GIVEN INSTRUCTION >> Please rewrite the material from the line containing "Labeling guideline: the boy must" through the end of the material, including both ends and keeping every line. Scale each bounding-box coordinate in the answers by 2.4, rounding to whole numbers with halves rounded up.

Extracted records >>
__________________________________________________

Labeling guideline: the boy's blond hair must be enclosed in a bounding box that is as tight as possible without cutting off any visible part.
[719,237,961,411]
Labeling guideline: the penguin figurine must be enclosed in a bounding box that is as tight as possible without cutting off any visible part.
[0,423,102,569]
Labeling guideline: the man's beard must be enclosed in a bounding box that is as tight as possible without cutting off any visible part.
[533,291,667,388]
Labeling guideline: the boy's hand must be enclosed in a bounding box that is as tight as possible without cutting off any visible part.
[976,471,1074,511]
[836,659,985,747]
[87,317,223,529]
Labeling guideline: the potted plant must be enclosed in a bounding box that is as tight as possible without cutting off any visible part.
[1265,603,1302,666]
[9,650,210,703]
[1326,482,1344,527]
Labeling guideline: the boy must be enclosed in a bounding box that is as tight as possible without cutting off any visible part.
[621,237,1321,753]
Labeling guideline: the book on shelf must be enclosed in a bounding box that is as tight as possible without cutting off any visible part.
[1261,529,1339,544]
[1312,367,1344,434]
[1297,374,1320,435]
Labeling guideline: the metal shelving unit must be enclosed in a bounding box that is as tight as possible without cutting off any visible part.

__________________________________________________

CORRECT OUTPUT >>
Labeling guideline: the boy must be enclosed in a bounding box that is as tight as possible without cutting off any visible part.
[1490,569,3170,1807]
Labeling guideline: the book on shelf must be enclosed in a bounding box that is as tight as possible without cutting off any visible part.
[3026,1270,3214,1306]
[3149,881,3226,1042]
[3113,898,3168,1044]
Labeling guideline: the metal shelving unit must be enclosed in a bounding box that is as tight as possible without cutting off any visible part.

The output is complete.